◆ **GOAL**
Change every "Marks" to "Points" in the material from the line with "gate in the photograph above." through the end of the material, leaving everything else unchanged, and give those lines back.

◆ **PROVIDED MATERIAL**
--------

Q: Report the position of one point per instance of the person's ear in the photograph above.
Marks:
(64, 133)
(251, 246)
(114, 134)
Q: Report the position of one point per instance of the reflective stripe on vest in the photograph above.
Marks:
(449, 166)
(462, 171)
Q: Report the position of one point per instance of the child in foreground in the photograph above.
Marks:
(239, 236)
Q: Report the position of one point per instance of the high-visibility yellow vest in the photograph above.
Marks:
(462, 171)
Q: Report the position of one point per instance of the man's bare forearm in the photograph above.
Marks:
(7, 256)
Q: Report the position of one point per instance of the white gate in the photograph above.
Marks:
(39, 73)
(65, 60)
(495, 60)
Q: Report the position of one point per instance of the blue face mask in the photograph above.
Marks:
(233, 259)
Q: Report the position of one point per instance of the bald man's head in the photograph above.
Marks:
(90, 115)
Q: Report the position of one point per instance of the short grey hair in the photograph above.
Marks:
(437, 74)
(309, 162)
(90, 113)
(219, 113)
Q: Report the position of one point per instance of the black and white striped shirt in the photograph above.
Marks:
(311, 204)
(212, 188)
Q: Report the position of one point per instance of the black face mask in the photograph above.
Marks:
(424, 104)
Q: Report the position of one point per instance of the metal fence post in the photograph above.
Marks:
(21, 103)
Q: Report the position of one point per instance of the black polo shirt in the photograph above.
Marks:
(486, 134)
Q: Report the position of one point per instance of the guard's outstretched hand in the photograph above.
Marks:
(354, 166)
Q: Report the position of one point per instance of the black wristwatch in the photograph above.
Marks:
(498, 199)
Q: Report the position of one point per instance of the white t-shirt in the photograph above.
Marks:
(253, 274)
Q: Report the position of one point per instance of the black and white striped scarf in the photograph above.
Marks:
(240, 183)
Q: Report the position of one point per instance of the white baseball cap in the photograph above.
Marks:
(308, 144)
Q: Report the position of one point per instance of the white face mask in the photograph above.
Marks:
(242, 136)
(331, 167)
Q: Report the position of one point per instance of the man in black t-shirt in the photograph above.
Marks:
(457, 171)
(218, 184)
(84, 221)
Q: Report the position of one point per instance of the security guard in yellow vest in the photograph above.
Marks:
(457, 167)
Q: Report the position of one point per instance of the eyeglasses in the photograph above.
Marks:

--------

◆ **ANSWER TO THIS PROBLEM**
Q: Report the position of one point per instance of the white gate in the photograph above.
Points:
(39, 73)
(65, 60)
(495, 60)
Q: Report the position of one point per instance of the blue face mask in the photograph above.
Points:
(233, 259)
Q: Report the position of one point per instance of the bald man's head in the photograph above.
Points:
(90, 115)
Q: Report the position of one point per instance of the short grey hair in the photograph above.
Points:
(437, 74)
(309, 162)
(90, 113)
(219, 113)
Q: Report the position of one point per instance of the black and white striped shirt in the photograph above.
Points:
(311, 204)
(212, 188)
Q: Report the position of one point per instance of the black face mask in the photograph above.
Points:
(424, 104)
Q: Report the position of one point per instance of the metal fence post in the photograph above.
Points:
(21, 103)
Q: Report the position of one point per instance of the black polo shirt in the photograph above.
Points:
(486, 134)
Q: Report the position of one point per instance of the guard's outstretched hand in the photograph above.
Points:
(354, 166)
Q: Report the position of one point per instance of the black wristwatch in the photograph above.
Points:
(498, 199)
Q: Report the position of one point per instance of the white t-shirt in the photograph above.
Points:
(253, 274)
Q: Report the position of one point per instance of the black and white striped scarf in the photograph above.
Points:
(240, 183)
Q: Report the position of one point per instance of the white baseball cap in the photograph above.
Points:
(308, 144)
Q: Report the position of one point per instance of the white face mask in the photograph above.
Points:
(242, 136)
(331, 167)
Q: Report the position of one point per instance of the man in black t-shirt in the photograph above.
Points:
(457, 171)
(218, 184)
(84, 221)
Q: Report the position of one point per instance of the security guard in yellow vest in the photograph above.
Points:
(457, 167)
Q: Report the position of one point per instance of the eyeglasses in the photograph above.
Points:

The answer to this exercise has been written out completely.